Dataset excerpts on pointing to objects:

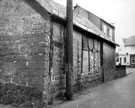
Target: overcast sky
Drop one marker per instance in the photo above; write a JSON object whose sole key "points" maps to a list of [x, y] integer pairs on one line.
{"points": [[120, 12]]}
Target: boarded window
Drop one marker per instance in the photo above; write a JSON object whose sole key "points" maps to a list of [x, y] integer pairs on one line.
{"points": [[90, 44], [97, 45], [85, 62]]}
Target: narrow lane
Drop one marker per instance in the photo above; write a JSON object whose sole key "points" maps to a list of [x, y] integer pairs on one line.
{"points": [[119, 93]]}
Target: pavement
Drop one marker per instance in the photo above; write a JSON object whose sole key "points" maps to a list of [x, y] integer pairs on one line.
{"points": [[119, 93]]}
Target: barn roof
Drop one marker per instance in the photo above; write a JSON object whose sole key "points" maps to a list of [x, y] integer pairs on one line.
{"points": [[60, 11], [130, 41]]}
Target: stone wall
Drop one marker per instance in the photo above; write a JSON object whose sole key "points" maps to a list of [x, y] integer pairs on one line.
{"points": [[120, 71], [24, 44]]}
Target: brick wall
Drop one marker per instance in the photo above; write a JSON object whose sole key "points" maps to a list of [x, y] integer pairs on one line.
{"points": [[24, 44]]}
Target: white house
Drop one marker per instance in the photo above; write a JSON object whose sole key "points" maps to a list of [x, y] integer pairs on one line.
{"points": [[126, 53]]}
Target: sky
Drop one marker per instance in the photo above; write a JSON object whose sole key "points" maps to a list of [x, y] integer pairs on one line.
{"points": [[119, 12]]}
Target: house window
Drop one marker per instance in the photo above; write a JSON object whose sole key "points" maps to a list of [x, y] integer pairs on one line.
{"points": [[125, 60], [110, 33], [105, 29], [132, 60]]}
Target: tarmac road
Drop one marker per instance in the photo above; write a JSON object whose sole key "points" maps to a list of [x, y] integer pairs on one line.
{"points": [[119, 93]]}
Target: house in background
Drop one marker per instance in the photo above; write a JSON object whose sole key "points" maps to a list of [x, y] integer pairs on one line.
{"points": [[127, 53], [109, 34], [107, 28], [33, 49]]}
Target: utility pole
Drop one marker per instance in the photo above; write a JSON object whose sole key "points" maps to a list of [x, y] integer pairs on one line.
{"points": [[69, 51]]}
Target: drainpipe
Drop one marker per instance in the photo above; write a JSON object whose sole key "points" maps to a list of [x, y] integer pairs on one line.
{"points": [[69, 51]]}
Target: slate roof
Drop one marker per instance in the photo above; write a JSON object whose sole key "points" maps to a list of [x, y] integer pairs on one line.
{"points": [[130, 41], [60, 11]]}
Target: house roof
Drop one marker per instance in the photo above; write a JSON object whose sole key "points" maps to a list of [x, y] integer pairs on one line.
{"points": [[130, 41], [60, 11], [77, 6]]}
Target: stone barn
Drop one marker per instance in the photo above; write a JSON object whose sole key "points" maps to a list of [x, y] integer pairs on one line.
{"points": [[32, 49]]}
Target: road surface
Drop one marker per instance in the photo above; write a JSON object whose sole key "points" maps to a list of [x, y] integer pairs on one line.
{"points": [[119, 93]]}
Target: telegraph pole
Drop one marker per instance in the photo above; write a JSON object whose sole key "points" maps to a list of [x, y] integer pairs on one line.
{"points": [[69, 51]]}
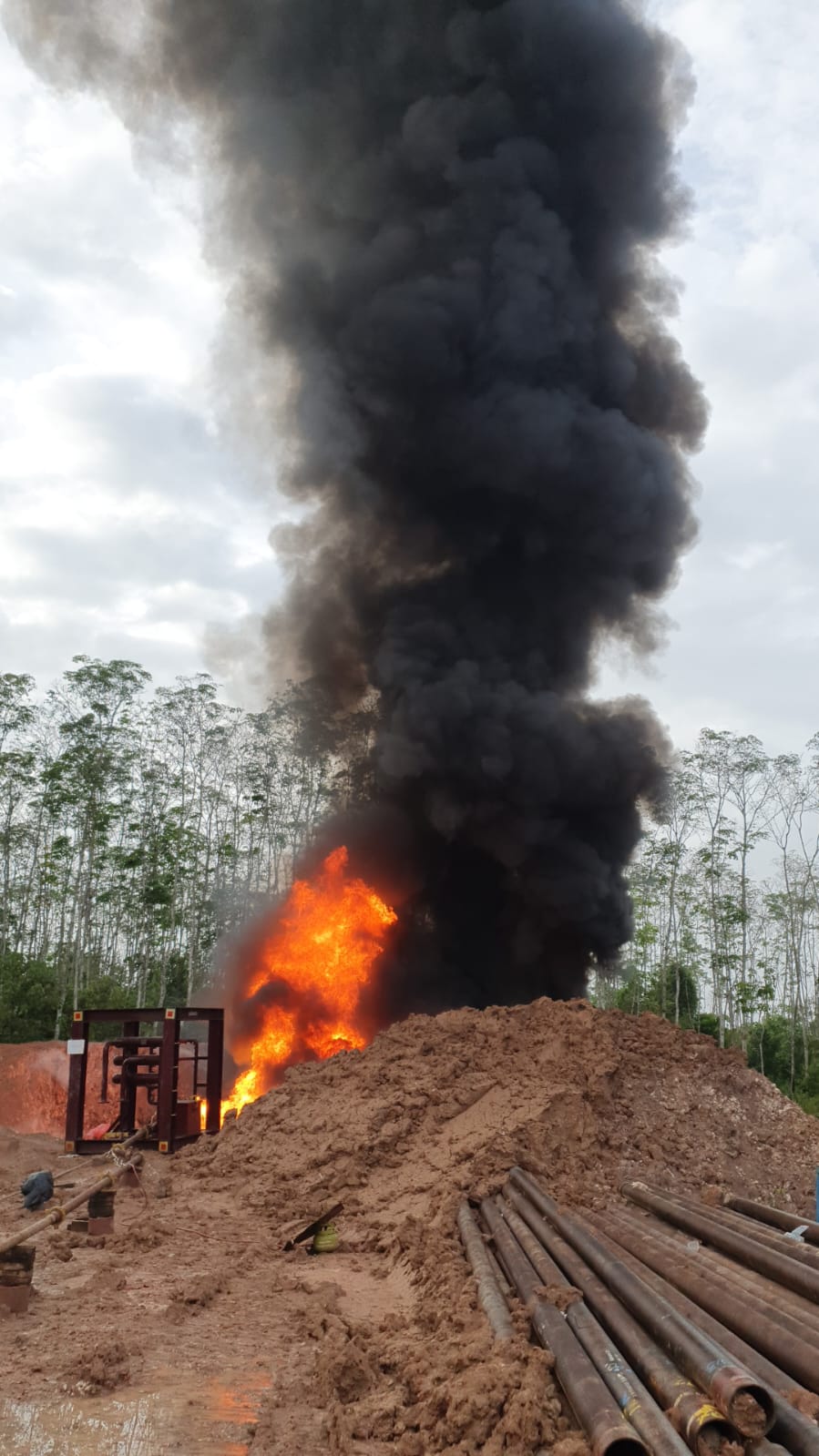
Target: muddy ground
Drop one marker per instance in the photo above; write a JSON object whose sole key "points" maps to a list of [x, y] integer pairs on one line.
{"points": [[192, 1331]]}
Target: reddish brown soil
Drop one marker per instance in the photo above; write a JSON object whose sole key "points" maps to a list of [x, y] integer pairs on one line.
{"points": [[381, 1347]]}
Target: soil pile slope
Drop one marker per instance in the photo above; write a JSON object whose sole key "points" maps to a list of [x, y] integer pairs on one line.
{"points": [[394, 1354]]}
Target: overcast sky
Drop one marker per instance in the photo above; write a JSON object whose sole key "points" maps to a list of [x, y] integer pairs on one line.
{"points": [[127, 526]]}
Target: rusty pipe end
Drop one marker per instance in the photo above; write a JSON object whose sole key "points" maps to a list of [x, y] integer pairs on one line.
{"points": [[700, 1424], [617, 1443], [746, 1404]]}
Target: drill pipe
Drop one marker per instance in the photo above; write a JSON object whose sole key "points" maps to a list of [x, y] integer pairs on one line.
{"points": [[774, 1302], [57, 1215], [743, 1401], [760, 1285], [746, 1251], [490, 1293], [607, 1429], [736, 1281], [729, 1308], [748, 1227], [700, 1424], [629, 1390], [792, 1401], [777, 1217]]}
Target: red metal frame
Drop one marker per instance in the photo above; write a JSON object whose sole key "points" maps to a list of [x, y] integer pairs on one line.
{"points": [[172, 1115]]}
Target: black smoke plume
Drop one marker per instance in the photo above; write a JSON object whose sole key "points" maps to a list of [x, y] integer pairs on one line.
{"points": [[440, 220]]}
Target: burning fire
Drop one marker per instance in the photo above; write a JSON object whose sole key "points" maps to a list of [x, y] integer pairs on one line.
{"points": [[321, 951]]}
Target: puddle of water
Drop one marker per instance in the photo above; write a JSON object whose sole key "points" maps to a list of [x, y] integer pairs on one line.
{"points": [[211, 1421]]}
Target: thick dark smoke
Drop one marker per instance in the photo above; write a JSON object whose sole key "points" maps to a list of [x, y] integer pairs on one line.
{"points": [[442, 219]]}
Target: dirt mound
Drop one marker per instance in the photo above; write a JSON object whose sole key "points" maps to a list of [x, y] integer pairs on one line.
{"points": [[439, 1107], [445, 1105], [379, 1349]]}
==
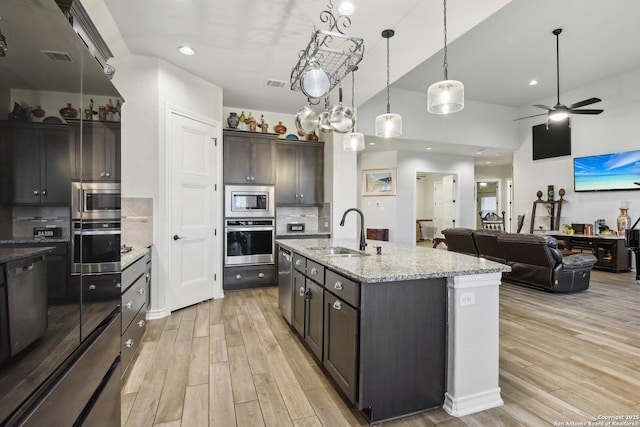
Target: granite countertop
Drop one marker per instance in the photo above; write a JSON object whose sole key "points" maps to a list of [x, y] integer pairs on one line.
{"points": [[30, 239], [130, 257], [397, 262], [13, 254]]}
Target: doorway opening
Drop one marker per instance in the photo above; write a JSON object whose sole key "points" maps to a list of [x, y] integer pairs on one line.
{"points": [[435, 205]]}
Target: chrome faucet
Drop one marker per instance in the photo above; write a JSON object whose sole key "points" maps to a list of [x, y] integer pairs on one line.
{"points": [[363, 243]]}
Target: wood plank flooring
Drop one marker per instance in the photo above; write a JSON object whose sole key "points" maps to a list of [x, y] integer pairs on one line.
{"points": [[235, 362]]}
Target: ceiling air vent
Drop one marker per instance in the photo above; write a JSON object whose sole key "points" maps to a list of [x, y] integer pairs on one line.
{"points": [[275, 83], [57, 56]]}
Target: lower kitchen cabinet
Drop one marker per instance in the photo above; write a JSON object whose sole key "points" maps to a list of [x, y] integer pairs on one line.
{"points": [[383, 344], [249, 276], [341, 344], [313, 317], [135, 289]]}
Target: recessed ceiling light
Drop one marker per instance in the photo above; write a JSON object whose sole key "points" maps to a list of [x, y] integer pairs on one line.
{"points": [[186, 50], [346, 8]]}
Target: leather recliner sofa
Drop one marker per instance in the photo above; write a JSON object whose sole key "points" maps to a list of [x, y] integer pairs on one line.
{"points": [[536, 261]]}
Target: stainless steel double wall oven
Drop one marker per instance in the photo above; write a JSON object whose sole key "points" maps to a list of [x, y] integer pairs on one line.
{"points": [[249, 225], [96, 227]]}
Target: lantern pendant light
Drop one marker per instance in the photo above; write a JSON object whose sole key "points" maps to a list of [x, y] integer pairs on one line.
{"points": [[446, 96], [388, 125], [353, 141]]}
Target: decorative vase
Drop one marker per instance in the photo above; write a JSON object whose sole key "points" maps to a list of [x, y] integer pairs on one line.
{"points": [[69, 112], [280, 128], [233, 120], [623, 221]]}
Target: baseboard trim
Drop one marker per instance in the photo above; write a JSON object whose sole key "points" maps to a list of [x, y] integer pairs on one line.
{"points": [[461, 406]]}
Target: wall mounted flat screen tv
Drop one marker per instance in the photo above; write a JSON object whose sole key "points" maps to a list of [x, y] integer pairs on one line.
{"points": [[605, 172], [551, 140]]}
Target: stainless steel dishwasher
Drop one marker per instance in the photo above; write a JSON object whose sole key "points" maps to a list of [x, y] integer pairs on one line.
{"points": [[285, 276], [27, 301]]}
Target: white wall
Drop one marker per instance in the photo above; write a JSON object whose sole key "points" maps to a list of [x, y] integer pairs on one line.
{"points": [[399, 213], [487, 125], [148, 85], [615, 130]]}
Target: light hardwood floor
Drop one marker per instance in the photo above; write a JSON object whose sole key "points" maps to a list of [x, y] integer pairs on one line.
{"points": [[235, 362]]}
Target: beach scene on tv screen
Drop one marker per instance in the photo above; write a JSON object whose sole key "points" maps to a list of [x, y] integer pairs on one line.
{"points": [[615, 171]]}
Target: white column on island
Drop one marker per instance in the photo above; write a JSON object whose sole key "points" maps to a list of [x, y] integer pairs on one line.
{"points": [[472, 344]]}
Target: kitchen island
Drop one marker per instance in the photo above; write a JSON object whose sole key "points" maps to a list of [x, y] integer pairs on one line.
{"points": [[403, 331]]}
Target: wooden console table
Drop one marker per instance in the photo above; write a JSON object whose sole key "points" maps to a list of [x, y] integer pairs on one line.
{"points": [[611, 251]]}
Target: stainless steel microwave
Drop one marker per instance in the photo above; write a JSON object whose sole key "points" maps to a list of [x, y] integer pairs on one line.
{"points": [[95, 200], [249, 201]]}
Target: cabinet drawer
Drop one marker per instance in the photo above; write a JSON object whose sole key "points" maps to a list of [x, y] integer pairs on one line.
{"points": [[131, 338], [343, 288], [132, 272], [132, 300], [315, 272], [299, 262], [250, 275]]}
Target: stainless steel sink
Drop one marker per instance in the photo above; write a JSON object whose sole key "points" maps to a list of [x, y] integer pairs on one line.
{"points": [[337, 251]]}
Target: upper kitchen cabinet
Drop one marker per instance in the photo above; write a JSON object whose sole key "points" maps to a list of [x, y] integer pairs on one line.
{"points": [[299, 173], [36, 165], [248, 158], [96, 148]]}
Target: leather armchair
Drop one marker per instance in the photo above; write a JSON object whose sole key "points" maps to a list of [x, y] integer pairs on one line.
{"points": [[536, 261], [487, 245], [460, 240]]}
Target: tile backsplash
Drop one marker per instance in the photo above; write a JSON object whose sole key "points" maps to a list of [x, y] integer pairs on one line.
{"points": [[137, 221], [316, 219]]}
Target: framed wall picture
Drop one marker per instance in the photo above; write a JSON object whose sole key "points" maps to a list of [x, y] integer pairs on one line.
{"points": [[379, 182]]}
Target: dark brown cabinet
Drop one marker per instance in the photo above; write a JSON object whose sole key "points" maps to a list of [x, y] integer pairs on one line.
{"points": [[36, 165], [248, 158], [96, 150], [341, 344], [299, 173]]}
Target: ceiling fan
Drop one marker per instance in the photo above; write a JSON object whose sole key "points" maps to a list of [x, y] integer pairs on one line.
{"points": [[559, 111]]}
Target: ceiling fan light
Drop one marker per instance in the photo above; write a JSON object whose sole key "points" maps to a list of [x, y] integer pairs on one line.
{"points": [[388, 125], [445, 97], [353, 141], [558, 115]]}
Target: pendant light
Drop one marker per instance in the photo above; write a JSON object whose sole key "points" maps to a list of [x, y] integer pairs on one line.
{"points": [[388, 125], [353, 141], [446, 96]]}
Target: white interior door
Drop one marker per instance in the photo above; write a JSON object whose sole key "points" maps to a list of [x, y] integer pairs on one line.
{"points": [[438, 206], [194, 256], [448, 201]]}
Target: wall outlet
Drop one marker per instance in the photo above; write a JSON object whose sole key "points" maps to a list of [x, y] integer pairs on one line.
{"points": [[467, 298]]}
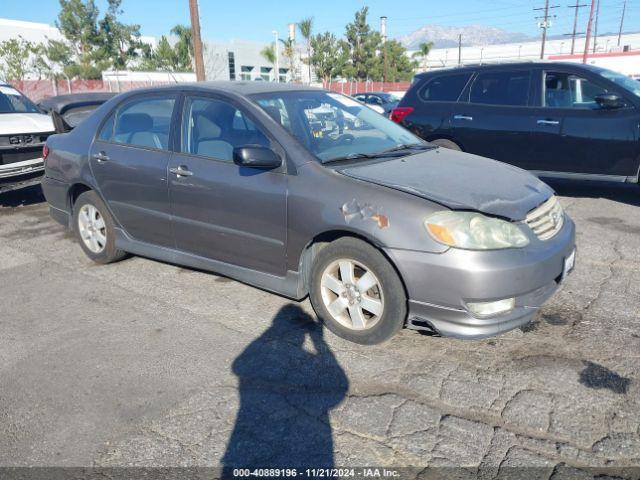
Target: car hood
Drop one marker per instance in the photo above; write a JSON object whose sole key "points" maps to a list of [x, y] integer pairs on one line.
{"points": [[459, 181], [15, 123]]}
---
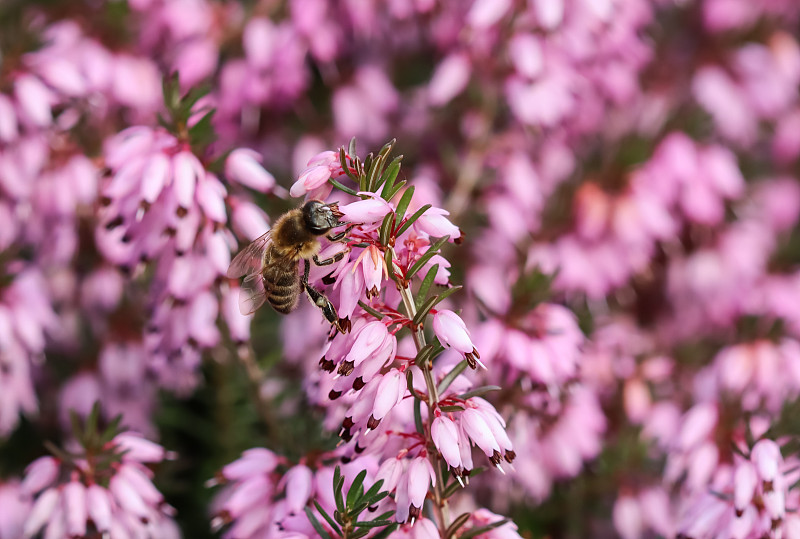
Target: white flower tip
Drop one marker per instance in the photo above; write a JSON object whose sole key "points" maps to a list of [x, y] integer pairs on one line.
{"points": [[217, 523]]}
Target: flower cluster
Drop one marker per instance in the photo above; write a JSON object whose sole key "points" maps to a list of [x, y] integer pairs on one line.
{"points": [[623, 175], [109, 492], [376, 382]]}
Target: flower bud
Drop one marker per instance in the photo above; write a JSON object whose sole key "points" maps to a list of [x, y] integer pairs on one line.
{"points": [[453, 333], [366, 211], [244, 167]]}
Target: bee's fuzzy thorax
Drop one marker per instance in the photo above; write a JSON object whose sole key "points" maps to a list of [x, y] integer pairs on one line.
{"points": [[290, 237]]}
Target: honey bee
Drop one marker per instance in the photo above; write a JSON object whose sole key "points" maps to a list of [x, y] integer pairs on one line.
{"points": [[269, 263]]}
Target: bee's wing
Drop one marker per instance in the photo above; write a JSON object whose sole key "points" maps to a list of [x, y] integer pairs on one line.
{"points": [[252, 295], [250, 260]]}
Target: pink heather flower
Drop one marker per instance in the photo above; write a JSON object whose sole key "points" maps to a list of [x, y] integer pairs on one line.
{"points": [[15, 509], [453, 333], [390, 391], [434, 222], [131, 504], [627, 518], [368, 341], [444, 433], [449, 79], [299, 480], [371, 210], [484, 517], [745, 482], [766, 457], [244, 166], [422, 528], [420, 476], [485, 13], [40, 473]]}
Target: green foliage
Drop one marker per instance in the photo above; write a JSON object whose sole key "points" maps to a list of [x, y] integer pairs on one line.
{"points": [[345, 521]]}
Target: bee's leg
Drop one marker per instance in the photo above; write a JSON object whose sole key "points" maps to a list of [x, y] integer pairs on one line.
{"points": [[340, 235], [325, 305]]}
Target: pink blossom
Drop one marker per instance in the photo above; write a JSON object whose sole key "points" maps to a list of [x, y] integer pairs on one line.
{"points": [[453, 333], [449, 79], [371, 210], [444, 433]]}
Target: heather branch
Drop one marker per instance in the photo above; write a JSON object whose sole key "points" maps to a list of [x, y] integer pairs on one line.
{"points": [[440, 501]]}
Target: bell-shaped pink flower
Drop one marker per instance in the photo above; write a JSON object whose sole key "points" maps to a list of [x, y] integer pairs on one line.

- _Work instructions_
How many lines of the records above contain the word "soil"? Give only the number.

- _Output_
2